Entries shown below:

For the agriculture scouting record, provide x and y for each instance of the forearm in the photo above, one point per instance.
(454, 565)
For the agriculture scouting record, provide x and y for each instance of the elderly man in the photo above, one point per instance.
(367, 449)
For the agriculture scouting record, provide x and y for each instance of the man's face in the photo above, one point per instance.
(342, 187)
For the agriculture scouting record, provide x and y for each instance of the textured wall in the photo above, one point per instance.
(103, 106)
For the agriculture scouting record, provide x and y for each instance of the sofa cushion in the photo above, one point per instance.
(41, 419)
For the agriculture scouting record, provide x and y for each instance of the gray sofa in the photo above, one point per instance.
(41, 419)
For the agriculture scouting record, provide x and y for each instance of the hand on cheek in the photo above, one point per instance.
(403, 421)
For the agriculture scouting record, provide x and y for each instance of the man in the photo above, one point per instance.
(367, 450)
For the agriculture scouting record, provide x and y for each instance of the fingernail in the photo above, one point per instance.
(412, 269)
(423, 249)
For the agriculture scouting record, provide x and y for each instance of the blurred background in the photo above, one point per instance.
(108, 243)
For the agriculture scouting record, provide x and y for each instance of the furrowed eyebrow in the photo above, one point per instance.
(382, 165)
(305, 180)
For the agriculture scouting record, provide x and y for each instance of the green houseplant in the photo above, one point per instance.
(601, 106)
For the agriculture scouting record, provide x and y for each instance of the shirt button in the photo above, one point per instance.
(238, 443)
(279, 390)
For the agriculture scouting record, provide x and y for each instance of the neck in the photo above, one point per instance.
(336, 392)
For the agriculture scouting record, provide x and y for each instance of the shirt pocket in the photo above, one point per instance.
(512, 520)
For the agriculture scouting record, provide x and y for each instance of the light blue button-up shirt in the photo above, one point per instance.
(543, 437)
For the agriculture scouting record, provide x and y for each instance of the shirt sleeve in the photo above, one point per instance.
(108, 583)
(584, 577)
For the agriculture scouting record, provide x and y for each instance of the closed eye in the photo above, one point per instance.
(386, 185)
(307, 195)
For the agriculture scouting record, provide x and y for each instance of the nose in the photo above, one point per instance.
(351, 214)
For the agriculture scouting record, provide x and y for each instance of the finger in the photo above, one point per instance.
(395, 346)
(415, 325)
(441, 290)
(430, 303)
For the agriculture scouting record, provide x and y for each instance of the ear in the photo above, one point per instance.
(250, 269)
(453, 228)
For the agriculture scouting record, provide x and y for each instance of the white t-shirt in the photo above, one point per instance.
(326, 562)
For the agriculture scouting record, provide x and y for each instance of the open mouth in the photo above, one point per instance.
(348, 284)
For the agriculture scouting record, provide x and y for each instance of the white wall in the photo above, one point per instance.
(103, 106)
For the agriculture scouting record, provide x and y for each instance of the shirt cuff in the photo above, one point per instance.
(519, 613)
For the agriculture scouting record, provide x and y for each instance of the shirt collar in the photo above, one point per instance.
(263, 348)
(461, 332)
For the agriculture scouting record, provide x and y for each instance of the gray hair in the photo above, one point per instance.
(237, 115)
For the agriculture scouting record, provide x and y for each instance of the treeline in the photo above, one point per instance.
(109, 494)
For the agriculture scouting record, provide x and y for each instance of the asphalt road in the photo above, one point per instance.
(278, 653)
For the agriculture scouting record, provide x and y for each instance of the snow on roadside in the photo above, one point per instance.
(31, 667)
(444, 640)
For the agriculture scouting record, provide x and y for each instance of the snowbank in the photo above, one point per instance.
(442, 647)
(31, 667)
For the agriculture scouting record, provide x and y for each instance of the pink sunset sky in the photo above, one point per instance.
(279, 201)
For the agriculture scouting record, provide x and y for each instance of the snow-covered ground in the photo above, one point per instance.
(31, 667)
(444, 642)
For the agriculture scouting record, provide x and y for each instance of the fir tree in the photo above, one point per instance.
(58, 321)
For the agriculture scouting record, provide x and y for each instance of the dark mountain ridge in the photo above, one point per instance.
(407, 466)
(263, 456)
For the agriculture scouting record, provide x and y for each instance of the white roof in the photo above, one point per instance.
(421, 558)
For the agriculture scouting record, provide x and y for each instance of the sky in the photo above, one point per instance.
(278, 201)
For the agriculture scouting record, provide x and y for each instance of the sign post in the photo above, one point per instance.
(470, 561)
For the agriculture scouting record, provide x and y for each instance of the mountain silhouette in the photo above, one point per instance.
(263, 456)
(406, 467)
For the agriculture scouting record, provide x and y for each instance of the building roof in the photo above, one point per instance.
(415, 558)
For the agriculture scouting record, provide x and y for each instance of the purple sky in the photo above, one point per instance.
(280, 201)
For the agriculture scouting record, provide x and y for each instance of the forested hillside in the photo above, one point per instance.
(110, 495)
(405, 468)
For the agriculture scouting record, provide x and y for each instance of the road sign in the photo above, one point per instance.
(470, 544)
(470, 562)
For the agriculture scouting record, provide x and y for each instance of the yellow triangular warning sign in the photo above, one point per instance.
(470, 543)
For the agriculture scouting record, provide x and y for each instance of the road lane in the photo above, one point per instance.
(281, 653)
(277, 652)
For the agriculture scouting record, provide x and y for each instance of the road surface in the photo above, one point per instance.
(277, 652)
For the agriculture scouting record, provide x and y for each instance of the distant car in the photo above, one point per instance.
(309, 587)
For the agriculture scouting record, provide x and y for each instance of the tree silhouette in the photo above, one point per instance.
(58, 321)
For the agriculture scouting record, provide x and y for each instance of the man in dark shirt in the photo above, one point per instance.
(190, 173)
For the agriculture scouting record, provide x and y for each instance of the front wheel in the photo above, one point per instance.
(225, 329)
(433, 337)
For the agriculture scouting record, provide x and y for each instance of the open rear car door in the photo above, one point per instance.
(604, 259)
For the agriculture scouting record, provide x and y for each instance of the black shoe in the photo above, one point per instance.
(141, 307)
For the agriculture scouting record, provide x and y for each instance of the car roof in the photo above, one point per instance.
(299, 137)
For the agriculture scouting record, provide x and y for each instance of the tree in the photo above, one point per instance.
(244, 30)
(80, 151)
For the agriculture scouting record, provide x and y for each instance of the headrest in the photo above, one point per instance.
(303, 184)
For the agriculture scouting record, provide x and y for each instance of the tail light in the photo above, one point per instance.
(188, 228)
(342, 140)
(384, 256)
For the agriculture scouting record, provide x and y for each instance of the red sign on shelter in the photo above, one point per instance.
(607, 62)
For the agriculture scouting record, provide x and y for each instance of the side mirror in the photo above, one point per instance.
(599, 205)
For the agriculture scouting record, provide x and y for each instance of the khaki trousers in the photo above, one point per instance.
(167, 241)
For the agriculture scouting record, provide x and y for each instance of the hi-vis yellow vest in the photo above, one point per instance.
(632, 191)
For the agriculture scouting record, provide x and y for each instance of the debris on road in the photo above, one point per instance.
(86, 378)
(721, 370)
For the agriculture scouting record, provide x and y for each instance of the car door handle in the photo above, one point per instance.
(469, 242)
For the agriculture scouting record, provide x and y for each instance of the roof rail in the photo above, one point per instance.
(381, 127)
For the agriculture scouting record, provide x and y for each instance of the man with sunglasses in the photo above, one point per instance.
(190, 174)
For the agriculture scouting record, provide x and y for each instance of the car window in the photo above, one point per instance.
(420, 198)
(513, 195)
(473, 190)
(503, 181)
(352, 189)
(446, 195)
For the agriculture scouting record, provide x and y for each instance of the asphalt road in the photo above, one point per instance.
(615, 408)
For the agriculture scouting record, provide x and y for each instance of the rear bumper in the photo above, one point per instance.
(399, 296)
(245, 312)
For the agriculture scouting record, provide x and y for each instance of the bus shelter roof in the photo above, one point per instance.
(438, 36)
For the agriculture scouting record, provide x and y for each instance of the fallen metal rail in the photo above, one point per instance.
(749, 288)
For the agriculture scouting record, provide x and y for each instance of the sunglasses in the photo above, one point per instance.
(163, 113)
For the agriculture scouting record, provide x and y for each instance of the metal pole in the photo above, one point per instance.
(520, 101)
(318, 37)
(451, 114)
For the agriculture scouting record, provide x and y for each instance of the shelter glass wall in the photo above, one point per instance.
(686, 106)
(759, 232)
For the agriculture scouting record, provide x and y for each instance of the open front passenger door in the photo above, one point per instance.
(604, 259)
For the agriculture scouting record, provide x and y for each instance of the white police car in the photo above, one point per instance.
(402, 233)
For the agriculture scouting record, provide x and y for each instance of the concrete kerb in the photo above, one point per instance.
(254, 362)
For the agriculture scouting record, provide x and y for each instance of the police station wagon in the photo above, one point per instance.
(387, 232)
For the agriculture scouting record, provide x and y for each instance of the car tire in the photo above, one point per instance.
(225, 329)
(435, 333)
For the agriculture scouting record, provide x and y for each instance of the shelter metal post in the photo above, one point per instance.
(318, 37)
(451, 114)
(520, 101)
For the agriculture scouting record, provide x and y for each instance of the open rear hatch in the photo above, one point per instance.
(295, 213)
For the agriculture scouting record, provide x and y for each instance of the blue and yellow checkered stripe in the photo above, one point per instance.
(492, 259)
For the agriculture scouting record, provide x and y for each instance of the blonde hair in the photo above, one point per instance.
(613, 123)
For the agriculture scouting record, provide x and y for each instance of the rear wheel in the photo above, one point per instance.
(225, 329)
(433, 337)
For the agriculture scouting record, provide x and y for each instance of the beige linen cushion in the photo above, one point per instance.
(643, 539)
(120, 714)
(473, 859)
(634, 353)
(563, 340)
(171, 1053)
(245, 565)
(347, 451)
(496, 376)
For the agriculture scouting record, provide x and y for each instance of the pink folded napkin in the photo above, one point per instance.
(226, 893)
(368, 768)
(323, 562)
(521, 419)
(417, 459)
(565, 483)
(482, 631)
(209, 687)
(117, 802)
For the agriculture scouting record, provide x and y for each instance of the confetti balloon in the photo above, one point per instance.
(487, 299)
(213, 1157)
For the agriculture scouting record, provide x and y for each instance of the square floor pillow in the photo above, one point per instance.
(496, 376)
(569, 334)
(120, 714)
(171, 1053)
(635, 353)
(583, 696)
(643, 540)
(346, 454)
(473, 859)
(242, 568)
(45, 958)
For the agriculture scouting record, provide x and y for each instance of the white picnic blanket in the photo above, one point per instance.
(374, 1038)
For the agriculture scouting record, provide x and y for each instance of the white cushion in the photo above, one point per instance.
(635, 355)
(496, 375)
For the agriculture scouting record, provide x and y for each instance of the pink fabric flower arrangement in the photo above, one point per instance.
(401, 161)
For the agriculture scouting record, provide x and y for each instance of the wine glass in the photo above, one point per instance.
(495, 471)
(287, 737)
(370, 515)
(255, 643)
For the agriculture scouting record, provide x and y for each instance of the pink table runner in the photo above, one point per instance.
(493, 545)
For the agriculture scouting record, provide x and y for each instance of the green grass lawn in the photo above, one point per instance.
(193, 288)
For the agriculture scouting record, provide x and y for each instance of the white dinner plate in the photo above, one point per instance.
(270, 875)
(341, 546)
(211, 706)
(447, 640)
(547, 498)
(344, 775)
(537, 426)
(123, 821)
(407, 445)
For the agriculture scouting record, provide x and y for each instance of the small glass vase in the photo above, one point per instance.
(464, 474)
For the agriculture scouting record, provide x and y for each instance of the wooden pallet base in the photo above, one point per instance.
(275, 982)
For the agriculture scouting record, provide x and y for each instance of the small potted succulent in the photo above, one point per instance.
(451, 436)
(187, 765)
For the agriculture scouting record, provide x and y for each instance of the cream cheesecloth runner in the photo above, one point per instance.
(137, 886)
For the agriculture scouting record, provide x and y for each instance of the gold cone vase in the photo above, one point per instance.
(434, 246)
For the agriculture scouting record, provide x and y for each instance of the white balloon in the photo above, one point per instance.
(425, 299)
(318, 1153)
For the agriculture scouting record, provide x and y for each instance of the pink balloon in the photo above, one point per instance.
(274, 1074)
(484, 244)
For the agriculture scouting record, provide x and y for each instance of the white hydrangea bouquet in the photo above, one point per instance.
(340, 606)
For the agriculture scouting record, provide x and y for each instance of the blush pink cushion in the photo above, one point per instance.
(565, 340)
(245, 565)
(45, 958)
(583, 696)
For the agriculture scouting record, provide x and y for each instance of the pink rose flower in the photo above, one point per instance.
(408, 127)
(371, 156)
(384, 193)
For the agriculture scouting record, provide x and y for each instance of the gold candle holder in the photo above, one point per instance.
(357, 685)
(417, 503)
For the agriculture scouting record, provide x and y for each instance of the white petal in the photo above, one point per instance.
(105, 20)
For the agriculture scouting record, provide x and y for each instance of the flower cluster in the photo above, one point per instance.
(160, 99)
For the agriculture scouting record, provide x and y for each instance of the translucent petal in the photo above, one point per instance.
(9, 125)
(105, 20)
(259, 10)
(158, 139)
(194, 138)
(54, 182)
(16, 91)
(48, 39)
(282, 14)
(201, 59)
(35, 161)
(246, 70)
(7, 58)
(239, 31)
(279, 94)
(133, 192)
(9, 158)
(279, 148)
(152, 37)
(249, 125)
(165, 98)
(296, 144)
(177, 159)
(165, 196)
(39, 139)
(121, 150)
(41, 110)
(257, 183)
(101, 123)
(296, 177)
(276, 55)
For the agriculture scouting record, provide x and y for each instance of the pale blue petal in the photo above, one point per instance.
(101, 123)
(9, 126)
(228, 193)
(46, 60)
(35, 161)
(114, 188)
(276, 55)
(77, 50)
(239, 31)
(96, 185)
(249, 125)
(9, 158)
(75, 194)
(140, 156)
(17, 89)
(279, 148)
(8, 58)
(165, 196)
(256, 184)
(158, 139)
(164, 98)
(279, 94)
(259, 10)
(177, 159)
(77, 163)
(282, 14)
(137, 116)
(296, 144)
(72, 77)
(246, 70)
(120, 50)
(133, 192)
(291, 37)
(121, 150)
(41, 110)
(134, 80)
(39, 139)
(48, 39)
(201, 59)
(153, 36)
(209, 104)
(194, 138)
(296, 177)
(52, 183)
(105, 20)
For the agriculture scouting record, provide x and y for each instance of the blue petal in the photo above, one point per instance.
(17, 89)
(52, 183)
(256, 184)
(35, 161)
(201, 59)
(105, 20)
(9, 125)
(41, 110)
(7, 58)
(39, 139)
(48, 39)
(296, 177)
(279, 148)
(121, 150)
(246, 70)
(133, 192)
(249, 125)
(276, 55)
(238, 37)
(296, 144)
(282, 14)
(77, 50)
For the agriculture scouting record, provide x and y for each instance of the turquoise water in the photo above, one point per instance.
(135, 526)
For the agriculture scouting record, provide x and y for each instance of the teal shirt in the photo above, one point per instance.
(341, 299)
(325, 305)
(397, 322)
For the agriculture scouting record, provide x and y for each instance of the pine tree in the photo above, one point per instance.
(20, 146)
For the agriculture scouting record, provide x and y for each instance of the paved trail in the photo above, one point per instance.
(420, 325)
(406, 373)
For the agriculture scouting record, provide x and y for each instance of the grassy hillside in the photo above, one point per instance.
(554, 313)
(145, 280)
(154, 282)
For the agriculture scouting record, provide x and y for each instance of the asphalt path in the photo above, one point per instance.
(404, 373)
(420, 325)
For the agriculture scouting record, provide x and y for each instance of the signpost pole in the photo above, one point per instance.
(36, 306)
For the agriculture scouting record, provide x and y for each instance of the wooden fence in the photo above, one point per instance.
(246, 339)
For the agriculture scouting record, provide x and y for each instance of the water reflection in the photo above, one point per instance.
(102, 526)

End of Entries shown.

What the exercise asks: Working down from the line that contains "the asphalt path", retype each line exactly through the last line of the data, and give nothing else.

Output for this task:
For the agriculture scouting record, provide x and y for each instance of the asphalt path in the photo above, one point per instance.
(404, 373)
(420, 325)
For the agriculture scouting record, provide x and y for each instance of the signpost pole in the photo above, one point per instance.
(36, 306)
For the agriculture scouting record, provide x and y for each instance of the wooden fence in the photo above, one point per instance.
(246, 339)
For the agriculture scouting record, provide x and y for each instance of the water reflection in the photo above, one point per instance.
(102, 526)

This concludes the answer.